# REQUIREMENT:
Going through the data below, copy out each line where the word "vegetation" shows up.

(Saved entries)
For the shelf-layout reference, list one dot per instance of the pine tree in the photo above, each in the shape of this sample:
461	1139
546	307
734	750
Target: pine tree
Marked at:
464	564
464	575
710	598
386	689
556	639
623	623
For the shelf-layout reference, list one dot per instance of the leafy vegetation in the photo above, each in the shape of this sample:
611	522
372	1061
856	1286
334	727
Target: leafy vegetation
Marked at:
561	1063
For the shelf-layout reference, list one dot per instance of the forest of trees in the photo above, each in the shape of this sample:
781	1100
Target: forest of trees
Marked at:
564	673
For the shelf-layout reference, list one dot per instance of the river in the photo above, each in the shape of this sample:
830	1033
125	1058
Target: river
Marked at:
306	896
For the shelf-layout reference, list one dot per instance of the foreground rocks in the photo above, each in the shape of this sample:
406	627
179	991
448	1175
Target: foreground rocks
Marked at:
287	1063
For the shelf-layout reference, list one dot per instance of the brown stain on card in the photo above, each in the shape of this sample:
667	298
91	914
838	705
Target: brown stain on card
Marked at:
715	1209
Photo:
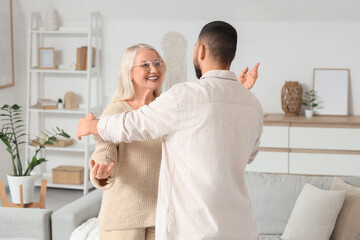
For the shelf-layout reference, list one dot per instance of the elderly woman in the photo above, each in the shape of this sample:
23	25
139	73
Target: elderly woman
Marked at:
128	172
129	200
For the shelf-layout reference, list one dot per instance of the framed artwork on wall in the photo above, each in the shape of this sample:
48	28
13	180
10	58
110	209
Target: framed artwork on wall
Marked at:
331	86
6	45
46	58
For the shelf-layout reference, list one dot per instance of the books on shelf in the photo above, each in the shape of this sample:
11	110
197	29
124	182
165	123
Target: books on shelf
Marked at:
82	58
44	103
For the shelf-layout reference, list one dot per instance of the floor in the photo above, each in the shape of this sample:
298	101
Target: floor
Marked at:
55	197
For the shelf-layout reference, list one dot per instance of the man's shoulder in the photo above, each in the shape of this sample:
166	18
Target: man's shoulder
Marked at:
115	107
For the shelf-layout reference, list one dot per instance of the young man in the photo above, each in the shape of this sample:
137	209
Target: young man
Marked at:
210	130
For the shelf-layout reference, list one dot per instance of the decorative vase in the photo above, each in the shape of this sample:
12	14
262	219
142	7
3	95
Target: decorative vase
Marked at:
28	183
51	22
291	97
309	113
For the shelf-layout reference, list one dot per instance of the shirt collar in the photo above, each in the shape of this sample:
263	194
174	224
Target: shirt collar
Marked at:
225	74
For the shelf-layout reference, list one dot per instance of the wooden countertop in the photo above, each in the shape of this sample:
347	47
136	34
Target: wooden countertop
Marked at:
317	121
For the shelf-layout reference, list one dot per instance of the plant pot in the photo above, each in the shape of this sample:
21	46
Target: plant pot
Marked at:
309	113
28	183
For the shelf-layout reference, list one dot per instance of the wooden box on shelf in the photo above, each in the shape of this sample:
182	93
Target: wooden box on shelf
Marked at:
68	174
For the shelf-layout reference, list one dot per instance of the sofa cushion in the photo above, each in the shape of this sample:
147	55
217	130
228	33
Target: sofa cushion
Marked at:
348	222
273	197
314	214
270	237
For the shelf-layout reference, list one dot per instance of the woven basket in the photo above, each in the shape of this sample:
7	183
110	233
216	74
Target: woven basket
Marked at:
57	143
291	97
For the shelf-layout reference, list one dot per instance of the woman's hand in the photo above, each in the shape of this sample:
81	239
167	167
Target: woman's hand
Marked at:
248	80
101	170
87	126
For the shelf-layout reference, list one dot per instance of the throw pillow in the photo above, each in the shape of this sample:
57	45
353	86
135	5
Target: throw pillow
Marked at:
314	214
348	222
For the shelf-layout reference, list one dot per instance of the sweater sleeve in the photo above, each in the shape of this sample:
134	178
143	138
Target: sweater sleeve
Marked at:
158	119
106	151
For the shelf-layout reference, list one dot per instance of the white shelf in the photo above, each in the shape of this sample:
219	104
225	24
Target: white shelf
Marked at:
59	185
64	111
64	31
76	147
36	70
37	85
72	31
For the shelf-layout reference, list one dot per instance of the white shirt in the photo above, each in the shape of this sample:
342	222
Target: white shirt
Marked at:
210	130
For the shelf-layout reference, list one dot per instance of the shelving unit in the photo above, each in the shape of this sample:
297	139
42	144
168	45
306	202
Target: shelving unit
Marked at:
46	84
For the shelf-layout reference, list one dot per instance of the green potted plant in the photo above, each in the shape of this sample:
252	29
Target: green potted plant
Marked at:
60	103
309	101
12	134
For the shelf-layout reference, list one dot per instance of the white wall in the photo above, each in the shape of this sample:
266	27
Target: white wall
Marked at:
287	49
15	94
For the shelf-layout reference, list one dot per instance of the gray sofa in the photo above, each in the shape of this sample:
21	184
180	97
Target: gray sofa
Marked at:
273	198
25	224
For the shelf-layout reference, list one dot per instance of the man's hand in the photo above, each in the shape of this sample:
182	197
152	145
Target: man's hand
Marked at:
101	170
87	126
248	80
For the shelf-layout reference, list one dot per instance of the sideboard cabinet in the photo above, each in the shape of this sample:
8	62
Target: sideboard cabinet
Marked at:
321	145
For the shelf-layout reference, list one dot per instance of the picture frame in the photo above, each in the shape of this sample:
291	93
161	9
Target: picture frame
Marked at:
46	58
7	78
332	85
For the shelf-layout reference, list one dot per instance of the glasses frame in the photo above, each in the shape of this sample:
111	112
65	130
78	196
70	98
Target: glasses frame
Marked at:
151	63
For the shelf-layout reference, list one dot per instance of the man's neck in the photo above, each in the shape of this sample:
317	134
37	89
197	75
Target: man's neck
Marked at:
213	66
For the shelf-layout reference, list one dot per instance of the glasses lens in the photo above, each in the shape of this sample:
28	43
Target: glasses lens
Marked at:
158	63
146	65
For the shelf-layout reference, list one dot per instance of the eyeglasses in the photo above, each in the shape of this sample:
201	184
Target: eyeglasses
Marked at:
147	65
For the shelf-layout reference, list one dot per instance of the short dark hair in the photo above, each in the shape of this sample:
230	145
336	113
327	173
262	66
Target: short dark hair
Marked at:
221	38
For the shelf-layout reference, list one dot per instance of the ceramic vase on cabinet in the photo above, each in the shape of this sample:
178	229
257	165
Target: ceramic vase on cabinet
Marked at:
51	21
28	183
291	95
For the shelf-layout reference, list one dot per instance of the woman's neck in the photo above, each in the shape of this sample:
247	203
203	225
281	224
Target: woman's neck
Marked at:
141	99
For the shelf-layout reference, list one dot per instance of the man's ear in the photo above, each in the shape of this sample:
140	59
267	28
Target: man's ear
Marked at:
202	52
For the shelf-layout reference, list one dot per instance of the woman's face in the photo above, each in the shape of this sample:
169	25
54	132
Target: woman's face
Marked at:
148	70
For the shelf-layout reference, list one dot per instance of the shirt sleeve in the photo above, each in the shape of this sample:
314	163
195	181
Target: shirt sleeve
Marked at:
257	143
155	120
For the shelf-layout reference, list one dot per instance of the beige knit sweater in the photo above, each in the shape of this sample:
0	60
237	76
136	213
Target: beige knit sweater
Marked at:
129	198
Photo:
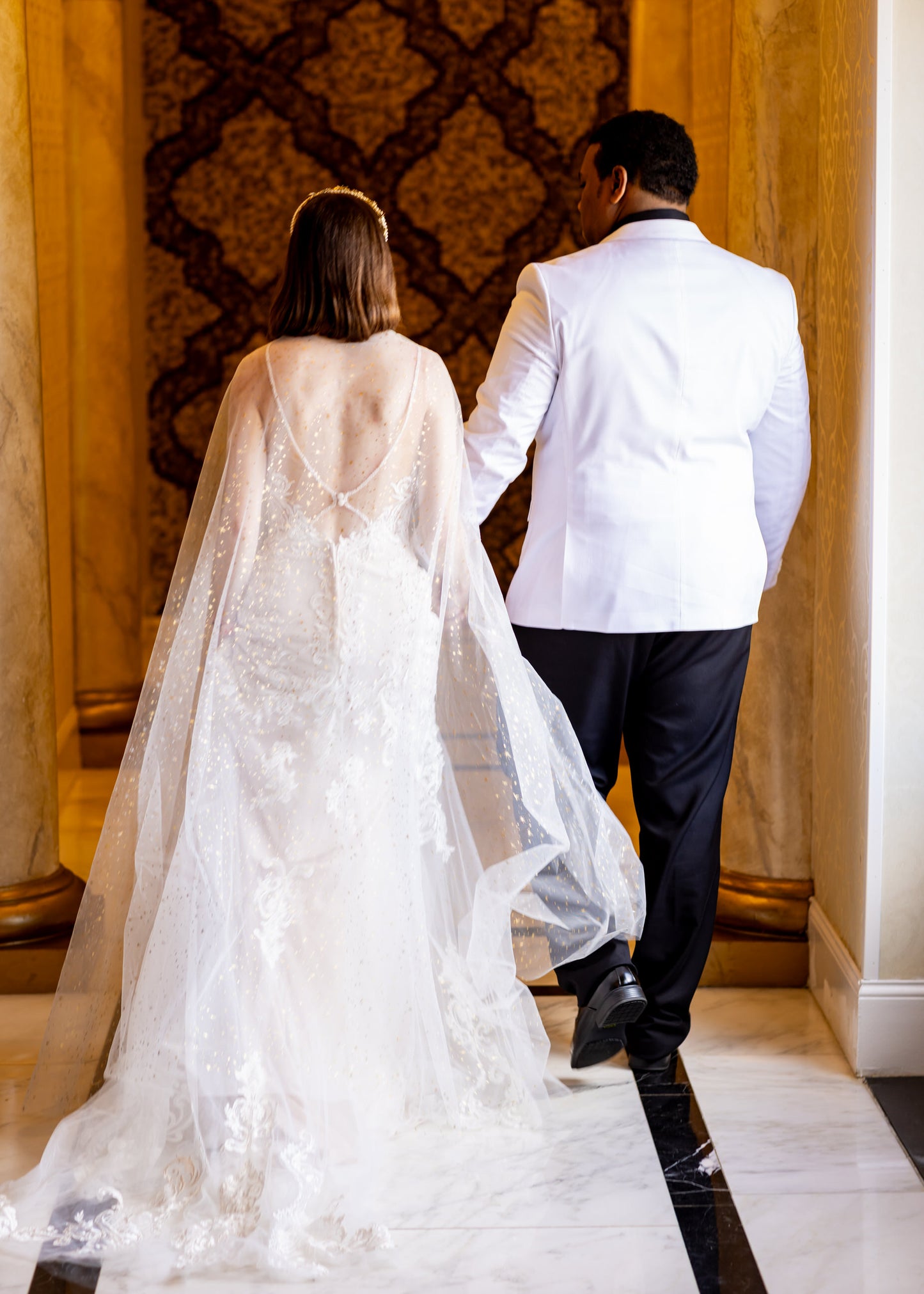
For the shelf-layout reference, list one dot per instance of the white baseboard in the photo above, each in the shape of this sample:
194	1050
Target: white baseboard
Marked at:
878	1023
834	979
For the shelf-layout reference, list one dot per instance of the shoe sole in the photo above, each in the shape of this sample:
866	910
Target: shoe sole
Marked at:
629	1004
595	1051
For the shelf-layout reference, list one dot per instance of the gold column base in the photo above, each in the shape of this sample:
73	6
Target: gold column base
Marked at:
762	905
105	720
36	919
760	938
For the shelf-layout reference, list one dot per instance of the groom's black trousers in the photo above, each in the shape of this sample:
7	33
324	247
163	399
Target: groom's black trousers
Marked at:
673	698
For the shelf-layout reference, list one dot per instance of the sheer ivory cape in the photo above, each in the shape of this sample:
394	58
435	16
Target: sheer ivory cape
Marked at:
348	814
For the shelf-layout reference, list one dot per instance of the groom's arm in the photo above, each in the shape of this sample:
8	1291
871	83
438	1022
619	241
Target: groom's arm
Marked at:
514	398
782	454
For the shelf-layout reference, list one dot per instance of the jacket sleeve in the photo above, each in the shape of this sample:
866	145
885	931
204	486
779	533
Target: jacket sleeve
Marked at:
514	398
782	454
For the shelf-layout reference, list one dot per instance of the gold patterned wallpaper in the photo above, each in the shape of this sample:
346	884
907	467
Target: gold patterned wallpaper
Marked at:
465	120
844	451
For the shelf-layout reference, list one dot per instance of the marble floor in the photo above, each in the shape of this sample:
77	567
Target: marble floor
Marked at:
763	1164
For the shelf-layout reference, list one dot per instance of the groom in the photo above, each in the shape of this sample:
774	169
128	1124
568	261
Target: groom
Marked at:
664	384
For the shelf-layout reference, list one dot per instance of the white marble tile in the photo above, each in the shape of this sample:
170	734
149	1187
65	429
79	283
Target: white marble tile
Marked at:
22	1024
17	1265
838	1244
796	1123
758	1023
591	1165
544	1261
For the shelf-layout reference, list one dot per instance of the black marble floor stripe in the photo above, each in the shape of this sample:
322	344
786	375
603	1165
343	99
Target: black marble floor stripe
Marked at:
53	1276
902	1101
717	1247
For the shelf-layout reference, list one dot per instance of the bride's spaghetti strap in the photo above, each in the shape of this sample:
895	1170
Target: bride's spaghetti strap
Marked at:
341	497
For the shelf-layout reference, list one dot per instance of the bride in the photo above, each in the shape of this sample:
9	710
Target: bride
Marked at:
348	817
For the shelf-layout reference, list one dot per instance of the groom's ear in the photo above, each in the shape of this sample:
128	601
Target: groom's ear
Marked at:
619	180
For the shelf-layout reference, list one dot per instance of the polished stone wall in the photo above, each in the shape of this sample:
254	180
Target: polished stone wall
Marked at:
844	462
902	935
466	122
772	217
29	842
106	566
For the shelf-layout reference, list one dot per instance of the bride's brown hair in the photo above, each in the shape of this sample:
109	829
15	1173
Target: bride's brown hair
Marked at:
338	280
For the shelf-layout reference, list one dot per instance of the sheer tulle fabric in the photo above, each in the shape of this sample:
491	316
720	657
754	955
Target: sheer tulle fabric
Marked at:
347	817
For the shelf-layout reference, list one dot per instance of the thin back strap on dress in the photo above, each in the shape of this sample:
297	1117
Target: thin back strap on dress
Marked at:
342	496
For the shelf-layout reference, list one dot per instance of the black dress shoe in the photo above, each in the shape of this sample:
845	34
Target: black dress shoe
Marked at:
639	1065
619	1000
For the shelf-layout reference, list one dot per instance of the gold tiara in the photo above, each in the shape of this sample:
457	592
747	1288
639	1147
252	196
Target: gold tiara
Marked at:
352	193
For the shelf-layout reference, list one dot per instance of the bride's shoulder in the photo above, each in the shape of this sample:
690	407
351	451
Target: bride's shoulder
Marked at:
251	368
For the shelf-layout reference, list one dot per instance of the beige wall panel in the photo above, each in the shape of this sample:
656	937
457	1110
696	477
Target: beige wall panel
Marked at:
844	417
44	31
659	58
902	931
711	88
105	460
773	220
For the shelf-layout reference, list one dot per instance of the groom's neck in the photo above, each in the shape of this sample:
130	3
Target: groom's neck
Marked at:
639	200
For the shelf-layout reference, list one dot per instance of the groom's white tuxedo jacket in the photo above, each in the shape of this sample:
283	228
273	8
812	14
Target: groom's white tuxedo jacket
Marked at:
664	383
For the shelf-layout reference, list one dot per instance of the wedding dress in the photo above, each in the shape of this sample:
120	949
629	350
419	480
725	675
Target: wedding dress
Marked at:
348	814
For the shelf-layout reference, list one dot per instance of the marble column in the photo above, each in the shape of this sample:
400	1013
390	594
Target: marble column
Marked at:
710	109
38	898
106	514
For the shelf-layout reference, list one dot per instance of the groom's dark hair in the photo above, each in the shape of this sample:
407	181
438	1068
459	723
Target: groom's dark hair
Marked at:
657	152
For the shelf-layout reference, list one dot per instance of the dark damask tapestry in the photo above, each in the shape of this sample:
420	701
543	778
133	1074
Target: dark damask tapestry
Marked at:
465	120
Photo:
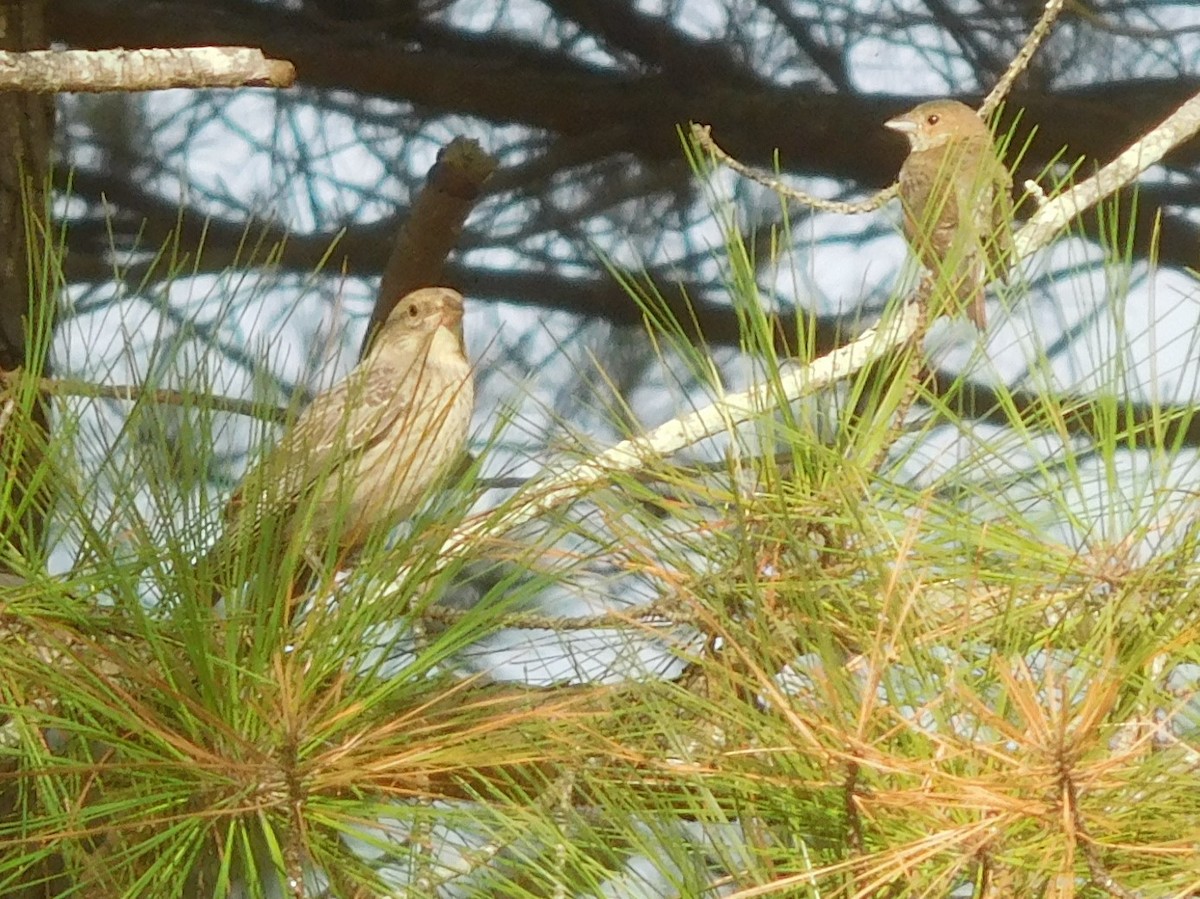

# SOLUTION FOR THIS PROBLEM:
For the shelf-layout reference, list one dot per instance of the leafy vegetation in the photo above, each in the shape of this sample:
Target: leafy vegetation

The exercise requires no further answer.